» **WHAT TO DO**
When you reach the line containing "box: [297, 311, 356, 371]" in the entries below, begin reproducing lines exactly, and stop once the line containing "positive clicks: (340, 35)" is done.

##### RAW DATA #####

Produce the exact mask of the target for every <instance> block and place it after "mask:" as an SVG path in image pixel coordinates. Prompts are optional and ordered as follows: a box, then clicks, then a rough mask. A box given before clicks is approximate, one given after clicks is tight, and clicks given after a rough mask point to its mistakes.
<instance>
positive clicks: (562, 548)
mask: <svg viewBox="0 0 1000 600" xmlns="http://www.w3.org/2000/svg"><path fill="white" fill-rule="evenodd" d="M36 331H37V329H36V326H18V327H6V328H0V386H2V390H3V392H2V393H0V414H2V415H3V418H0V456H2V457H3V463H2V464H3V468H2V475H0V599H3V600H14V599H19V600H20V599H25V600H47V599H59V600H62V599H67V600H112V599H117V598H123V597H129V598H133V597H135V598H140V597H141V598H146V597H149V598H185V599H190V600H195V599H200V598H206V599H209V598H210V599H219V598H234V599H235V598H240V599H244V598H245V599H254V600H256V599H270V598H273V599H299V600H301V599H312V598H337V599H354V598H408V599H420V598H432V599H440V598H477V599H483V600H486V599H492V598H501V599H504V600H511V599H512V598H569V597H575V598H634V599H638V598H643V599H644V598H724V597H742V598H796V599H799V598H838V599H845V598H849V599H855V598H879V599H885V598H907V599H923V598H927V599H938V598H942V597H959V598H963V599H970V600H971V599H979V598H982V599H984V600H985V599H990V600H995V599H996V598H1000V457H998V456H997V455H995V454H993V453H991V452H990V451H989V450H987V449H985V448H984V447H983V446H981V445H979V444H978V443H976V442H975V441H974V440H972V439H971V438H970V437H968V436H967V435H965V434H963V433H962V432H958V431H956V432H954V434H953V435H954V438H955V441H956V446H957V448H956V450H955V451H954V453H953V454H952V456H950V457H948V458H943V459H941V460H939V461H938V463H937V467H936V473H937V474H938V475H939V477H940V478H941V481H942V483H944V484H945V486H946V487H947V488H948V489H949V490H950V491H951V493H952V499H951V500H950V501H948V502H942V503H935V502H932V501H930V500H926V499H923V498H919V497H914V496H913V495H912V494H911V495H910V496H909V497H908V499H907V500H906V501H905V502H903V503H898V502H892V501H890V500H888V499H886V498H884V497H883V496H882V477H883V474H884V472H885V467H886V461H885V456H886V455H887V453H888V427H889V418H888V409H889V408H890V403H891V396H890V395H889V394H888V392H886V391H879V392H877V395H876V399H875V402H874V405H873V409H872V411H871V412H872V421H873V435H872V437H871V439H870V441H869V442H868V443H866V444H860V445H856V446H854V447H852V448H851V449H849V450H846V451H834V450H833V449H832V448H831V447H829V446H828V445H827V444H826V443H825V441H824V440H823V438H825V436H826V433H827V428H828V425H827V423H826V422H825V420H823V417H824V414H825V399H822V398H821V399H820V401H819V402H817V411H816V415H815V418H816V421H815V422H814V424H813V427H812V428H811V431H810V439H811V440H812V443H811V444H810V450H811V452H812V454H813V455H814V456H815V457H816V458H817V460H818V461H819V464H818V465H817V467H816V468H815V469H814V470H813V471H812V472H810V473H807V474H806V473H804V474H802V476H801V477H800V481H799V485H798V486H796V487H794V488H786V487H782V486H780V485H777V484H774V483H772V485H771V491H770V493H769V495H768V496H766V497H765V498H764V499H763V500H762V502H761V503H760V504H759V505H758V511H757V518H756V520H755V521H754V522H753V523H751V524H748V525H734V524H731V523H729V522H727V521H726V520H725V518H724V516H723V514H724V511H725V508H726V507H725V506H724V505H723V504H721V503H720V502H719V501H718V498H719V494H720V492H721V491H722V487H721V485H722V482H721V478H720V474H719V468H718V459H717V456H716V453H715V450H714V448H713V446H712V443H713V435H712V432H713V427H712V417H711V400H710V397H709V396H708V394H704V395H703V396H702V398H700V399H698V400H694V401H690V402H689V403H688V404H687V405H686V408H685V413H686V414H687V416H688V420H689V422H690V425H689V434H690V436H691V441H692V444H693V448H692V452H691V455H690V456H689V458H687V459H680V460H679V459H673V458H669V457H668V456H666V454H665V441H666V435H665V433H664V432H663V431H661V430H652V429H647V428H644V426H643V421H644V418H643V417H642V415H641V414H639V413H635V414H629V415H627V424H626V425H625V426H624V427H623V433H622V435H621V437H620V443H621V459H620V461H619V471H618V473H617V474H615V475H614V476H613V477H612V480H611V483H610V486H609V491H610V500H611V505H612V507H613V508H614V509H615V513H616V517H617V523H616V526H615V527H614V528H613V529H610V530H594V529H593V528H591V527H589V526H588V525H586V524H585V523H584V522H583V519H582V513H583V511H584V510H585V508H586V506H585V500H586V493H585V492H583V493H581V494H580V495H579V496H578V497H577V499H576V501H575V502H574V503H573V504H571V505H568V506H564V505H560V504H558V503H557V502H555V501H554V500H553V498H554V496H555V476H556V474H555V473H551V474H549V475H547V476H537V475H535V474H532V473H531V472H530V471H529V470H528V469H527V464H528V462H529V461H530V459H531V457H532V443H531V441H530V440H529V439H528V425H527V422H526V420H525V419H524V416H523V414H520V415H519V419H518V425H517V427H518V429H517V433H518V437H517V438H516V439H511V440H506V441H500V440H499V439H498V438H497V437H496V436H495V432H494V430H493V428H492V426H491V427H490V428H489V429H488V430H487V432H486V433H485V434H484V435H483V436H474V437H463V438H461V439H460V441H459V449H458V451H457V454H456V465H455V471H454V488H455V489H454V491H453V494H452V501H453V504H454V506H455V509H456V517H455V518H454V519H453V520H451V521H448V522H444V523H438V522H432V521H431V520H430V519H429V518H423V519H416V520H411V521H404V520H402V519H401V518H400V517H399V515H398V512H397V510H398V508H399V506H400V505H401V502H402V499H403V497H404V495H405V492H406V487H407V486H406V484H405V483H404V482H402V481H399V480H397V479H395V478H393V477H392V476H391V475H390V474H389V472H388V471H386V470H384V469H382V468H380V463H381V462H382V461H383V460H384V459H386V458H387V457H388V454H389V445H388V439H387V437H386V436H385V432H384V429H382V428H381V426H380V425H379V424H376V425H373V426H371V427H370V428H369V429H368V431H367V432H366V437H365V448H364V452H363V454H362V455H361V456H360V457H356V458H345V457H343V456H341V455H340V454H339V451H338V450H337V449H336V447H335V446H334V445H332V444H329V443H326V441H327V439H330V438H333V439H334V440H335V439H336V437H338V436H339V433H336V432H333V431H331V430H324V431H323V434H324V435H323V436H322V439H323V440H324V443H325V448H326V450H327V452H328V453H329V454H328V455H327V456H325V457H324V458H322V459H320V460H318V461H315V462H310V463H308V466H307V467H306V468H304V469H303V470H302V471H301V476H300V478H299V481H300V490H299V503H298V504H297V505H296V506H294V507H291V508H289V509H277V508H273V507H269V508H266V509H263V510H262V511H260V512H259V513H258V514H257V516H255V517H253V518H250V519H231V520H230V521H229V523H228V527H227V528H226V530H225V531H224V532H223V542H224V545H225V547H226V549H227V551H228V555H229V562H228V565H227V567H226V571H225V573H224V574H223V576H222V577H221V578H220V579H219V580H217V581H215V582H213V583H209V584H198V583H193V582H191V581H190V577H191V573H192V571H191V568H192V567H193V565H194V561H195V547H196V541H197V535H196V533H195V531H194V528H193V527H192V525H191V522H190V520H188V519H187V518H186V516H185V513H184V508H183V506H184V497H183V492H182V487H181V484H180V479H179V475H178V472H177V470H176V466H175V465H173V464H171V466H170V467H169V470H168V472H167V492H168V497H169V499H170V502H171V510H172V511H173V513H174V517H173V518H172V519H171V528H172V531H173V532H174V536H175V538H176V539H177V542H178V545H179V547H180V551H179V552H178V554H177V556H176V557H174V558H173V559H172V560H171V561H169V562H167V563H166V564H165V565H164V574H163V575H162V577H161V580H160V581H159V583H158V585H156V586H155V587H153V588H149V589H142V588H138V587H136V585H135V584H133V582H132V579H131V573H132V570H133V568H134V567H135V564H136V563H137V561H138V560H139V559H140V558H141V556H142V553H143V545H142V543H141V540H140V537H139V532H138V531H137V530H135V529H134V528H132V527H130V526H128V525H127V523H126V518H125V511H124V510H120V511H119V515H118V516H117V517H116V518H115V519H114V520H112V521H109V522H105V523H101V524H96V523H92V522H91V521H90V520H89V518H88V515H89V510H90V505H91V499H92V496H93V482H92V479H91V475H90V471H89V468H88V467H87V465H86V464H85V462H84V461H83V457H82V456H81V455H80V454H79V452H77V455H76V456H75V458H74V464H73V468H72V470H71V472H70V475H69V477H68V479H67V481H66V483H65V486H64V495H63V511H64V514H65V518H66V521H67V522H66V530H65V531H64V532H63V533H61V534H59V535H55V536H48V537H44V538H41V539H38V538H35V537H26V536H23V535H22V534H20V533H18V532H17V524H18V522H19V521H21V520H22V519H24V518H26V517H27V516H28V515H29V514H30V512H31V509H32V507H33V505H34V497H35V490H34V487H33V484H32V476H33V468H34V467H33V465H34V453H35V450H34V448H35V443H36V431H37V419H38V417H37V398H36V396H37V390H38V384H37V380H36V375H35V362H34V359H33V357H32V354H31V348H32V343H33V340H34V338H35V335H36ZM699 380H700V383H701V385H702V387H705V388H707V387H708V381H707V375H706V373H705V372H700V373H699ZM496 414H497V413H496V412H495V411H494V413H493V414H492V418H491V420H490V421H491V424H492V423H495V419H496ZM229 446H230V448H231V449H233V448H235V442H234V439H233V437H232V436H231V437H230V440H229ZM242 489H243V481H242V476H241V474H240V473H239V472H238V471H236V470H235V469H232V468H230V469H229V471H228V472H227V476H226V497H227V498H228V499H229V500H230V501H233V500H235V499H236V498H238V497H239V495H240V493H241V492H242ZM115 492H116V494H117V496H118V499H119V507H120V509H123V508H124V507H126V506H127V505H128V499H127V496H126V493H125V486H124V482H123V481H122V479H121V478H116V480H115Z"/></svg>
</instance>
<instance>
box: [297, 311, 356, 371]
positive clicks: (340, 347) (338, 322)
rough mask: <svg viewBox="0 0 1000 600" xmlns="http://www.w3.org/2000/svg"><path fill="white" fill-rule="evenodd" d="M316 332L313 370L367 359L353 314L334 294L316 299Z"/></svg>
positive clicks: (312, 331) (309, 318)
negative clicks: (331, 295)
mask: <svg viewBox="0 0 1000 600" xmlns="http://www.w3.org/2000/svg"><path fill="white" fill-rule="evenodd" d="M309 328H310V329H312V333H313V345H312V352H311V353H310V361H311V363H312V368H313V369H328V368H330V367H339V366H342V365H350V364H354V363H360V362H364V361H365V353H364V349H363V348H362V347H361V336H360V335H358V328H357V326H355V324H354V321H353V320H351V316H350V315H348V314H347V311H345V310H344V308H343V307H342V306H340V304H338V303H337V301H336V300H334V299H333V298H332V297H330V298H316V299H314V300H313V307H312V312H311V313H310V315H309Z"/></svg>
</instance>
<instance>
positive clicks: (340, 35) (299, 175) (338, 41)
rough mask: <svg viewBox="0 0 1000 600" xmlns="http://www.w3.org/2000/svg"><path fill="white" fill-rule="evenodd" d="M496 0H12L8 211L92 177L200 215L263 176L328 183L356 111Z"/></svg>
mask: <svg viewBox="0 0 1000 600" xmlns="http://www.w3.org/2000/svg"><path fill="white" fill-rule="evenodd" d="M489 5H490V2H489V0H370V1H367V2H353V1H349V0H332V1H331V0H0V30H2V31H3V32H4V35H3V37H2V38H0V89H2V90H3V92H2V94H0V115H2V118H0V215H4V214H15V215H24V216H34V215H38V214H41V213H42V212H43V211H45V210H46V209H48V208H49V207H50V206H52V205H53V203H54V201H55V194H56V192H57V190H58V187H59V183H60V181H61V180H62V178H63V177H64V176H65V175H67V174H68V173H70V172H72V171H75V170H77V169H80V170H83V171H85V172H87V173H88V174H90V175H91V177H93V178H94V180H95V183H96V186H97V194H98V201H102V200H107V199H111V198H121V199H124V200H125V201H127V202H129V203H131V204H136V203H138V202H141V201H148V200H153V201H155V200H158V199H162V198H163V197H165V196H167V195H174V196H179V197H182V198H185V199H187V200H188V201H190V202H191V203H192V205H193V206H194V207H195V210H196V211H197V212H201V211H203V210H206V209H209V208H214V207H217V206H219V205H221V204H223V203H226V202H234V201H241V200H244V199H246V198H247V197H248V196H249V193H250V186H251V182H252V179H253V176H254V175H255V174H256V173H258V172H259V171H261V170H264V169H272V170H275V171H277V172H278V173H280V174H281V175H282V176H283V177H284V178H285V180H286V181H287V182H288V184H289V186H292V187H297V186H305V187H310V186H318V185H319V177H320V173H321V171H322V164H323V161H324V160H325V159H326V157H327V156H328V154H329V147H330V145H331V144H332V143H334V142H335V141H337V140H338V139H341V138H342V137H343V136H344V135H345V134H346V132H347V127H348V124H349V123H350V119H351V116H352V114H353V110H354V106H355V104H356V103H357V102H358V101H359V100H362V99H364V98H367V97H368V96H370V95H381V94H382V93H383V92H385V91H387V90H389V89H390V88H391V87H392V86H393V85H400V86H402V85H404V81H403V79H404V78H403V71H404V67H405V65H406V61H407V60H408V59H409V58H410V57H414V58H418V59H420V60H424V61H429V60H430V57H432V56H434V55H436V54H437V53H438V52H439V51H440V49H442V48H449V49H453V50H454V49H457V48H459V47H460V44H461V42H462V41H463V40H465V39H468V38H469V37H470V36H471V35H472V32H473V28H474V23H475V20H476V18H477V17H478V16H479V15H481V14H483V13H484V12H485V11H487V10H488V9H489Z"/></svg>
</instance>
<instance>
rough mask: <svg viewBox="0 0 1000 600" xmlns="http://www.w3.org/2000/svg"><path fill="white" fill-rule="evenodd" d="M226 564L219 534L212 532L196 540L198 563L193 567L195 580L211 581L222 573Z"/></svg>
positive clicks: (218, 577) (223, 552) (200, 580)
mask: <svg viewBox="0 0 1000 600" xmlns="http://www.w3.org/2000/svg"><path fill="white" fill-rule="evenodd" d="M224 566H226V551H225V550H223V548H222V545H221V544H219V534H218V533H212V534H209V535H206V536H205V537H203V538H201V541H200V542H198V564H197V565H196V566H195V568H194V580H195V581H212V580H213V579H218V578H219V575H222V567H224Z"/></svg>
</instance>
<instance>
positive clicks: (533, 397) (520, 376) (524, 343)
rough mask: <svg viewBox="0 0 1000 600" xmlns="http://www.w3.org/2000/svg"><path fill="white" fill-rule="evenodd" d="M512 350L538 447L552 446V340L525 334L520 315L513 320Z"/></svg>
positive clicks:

#####

» **SOLUTION**
box: [297, 311, 356, 371]
positive clicks: (340, 347) (338, 322)
rough mask: <svg viewBox="0 0 1000 600" xmlns="http://www.w3.org/2000/svg"><path fill="white" fill-rule="evenodd" d="M316 332L313 370L367 359L353 314L334 294L316 299Z"/></svg>
positive clicks: (312, 331) (309, 318)
negative clicks: (331, 295)
mask: <svg viewBox="0 0 1000 600" xmlns="http://www.w3.org/2000/svg"><path fill="white" fill-rule="evenodd" d="M309 328H310V329H312V333H313V345H312V352H311V353H310V361H311V363H312V368H313V369H328V368H330V367H339V366H342V365H350V364H354V363H360V362H364V361H365V353H364V349H363V348H362V347H361V336H360V335H358V328H357V326H355V324H354V321H353V320H351V316H350V315H348V314H347V311H345V310H344V308H343V307H342V306H340V304H338V303H337V301H336V300H334V299H333V298H332V297H330V298H316V299H314V300H313V307H312V312H311V313H310V315H309Z"/></svg>
</instance>
<instance>
positive clicks: (340, 35) (299, 175) (338, 41)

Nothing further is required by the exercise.